- **Exercise directions**:
Reproduce the data exactly as given, except for any images.

- **Given records**:

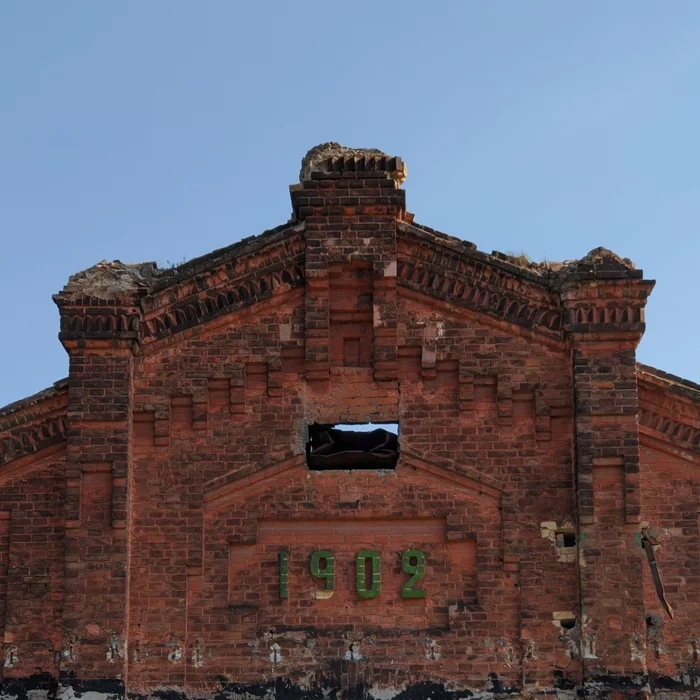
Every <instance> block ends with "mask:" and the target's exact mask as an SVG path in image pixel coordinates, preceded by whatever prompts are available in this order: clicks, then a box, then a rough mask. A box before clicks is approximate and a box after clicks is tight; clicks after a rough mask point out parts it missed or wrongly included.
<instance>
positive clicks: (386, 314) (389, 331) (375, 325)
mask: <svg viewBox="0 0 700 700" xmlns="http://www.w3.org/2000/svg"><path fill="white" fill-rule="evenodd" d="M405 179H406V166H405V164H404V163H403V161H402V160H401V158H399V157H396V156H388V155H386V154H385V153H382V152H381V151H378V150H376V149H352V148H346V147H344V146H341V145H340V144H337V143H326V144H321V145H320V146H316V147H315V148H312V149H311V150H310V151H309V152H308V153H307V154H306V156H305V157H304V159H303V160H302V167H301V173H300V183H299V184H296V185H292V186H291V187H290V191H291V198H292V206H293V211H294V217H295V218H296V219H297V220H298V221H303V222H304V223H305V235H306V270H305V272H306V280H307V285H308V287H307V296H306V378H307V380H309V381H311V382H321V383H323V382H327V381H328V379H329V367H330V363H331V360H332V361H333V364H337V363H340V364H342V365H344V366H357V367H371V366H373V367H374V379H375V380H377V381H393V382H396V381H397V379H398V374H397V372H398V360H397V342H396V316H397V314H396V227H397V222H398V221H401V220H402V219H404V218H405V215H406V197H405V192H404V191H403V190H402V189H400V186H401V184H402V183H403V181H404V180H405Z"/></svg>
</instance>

- **The completed task**:
Every <instance> block ends with "mask:" and the target's exact mask as an SVG path in image pixel coordinates, preceded by whatever prompts are available in this order: clicks, then a box, then a rough mask. A box before clicks is approximate and a box after clicks is tight; clicks after a rough mask point out parts it missed or wrongly included.
<instance>
positive clicks: (386, 314) (389, 331) (375, 325)
mask: <svg viewBox="0 0 700 700" xmlns="http://www.w3.org/2000/svg"><path fill="white" fill-rule="evenodd" d="M405 179H406V166H405V164H404V163H403V161H402V160H401V158H399V157H396V156H388V155H386V154H385V153H382V152H381V151H378V150H376V149H352V148H346V147H344V146H341V145H340V144H337V143H326V144H321V145H320V146H316V147H315V148H312V149H311V150H310V151H309V152H308V153H307V154H306V156H305V157H304V159H303V160H302V167H301V173H300V183H299V184H296V185H292V186H291V187H290V191H291V198H292V206H293V211H294V217H295V218H296V219H297V220H298V221H303V222H304V223H305V235H306V270H305V272H306V280H307V285H308V287H307V296H306V378H307V380H309V381H311V382H321V383H323V382H327V381H328V379H329V367H330V363H331V360H332V361H333V364H337V363H340V364H342V365H344V366H357V367H371V366H373V367H374V379H375V380H377V381H393V382H396V381H397V379H398V374H397V372H398V360H397V342H396V316H397V314H396V227H397V222H398V221H401V220H402V219H404V218H405V215H406V197H405V192H404V191H403V190H402V189H400V186H401V184H402V183H403V181H404V180H405Z"/></svg>
</instance>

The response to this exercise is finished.